[Records held in a dataset]
● ● ●
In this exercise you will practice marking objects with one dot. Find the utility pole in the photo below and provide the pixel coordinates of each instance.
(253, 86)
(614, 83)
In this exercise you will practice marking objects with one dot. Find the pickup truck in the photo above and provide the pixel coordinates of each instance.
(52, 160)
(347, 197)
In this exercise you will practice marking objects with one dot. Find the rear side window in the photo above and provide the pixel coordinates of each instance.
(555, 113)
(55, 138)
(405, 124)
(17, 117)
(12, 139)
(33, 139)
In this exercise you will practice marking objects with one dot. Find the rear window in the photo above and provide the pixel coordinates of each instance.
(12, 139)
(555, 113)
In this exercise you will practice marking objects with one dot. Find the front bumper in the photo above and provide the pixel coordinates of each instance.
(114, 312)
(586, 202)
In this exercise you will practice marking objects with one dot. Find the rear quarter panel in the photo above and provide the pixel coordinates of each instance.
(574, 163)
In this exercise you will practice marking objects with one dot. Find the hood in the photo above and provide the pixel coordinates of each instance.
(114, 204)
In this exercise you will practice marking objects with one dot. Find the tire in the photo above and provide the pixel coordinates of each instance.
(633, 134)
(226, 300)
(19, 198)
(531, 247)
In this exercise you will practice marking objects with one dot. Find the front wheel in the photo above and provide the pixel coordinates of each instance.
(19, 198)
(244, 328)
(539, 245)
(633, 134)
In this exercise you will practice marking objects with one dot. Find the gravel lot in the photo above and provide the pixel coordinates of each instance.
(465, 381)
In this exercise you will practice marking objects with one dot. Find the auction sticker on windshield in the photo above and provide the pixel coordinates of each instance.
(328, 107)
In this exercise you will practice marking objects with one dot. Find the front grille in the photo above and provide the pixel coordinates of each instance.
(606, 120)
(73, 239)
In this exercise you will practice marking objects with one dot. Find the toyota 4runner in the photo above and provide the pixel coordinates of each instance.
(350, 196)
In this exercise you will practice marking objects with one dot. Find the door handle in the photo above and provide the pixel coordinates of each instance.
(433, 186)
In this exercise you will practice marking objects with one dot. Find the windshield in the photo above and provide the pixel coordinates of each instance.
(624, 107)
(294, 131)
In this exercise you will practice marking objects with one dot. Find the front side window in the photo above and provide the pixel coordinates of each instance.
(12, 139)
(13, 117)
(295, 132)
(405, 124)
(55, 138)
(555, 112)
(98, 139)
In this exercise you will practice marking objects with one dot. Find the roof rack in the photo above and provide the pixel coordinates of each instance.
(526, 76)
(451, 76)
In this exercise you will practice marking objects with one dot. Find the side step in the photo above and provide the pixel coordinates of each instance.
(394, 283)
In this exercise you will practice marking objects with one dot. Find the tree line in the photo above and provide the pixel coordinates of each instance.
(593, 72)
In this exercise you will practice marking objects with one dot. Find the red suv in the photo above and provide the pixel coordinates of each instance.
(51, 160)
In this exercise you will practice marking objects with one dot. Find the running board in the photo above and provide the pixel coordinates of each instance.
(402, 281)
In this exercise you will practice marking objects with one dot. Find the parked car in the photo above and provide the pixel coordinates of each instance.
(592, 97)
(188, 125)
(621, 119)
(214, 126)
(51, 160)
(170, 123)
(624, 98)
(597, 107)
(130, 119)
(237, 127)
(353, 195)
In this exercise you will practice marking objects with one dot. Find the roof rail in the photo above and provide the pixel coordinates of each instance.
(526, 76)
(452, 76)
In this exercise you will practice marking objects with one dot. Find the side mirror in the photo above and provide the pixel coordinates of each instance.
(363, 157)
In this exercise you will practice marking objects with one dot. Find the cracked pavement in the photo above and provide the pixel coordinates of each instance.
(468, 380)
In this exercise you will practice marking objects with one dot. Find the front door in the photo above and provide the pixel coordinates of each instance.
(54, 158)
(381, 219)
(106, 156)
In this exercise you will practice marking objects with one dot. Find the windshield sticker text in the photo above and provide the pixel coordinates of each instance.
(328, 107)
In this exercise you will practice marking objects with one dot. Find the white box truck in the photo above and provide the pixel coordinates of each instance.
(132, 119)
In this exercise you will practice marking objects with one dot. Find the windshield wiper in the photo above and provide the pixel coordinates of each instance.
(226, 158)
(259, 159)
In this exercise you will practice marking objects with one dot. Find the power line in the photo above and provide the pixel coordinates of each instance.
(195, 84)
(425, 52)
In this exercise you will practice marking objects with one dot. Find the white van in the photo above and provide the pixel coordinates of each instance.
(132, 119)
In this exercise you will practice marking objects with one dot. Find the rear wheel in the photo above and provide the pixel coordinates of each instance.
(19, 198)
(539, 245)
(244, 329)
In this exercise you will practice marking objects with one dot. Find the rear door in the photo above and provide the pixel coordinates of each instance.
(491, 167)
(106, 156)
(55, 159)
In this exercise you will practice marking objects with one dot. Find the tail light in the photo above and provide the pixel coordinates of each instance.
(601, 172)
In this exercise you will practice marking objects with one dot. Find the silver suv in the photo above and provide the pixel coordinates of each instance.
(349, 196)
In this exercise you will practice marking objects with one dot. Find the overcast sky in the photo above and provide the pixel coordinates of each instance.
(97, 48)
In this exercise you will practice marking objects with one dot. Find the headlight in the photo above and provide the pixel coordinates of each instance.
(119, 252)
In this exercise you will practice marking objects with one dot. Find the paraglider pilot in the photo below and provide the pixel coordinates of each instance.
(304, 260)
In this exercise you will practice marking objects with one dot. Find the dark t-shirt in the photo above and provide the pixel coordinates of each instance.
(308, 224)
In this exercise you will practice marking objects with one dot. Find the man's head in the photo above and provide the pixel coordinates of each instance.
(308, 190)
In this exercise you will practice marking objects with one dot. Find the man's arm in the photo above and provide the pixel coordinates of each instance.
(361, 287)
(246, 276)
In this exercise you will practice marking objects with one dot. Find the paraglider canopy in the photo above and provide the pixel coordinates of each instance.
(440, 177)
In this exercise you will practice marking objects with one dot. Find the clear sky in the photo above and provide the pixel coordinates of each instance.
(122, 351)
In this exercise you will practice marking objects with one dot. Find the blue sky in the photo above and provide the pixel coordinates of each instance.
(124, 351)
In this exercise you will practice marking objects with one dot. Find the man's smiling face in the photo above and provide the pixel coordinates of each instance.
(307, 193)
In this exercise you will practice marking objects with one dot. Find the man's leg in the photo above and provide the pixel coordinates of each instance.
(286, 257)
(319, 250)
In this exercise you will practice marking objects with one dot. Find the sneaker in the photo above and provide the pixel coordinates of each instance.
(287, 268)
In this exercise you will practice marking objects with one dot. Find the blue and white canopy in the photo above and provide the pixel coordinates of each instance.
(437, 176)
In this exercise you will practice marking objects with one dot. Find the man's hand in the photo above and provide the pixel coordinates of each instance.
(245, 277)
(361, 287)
● ● ●
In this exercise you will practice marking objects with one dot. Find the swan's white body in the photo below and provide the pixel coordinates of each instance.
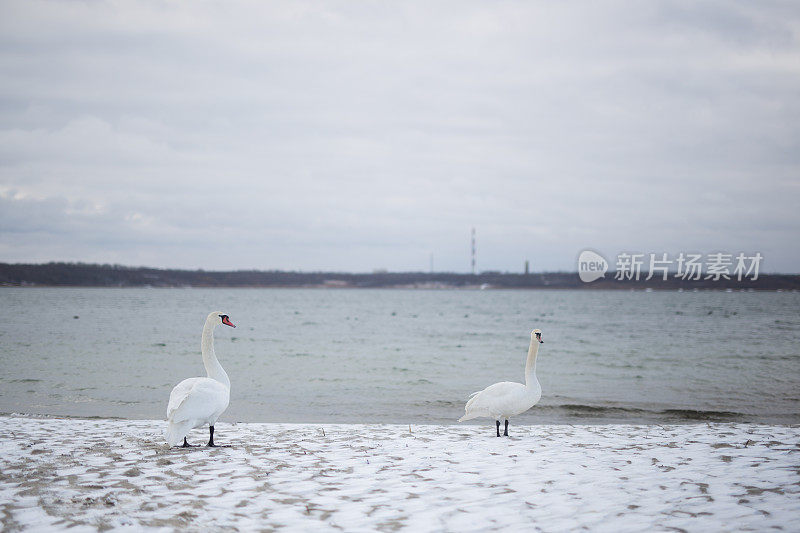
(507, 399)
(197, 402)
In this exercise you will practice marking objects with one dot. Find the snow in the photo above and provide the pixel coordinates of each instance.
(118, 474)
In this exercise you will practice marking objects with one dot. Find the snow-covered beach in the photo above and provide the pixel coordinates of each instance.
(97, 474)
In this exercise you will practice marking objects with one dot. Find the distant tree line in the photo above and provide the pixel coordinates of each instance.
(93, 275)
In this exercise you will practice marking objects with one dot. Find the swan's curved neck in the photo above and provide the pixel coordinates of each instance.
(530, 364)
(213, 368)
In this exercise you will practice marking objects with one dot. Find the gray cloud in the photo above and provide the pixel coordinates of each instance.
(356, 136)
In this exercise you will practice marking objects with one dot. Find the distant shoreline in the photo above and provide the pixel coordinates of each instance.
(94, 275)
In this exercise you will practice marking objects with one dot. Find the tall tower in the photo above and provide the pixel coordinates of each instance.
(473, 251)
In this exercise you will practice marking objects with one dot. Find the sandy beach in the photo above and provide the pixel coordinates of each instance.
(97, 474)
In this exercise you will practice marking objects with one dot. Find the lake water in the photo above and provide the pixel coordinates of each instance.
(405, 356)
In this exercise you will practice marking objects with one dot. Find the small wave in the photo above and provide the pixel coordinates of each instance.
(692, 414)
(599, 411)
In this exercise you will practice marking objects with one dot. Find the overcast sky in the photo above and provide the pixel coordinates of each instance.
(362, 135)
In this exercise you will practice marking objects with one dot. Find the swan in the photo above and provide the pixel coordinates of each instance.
● ● ●
| Objective |
Identify every line of the items that contains the word "wheel" and copy each of those lines.

| The reply |
In this exercise you will practice marking objects with one dot. Find the front wheel in the photo above and provide the pixel coordinates of each instance.
In this exercise you will practice marking objects with one dot. Find the rear wheel in the photo above and provide the pixel coordinates of each instance.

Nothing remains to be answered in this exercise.